• _Written task_: Return each line in the records below that contains the word "position".

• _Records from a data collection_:
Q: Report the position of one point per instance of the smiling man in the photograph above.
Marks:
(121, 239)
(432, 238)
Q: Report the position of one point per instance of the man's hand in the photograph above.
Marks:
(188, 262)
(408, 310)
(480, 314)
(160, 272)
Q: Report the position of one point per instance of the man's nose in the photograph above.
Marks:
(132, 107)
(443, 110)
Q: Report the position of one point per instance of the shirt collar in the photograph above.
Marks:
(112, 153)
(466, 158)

==

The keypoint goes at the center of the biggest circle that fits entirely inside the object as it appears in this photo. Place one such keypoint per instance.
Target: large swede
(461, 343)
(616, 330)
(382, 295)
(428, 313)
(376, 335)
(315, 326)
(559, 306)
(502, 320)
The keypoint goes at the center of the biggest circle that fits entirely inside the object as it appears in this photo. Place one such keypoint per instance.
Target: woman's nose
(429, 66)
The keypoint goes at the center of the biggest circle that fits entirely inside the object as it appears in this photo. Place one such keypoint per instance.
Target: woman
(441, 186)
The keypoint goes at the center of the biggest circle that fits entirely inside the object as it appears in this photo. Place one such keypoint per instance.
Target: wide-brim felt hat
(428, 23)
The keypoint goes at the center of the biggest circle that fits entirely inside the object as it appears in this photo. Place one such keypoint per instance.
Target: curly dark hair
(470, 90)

• _Answer_:
Q: Report the position of one point per instance of the smiling man in the photograph above.
Q: Report the position of one point per instance of the man's hand in the photograph above.
Q: Report the position of one point per instance of the man's nose in the photograph above.
Q: Report the position of one point per instance of the shirt collar in the photograph above.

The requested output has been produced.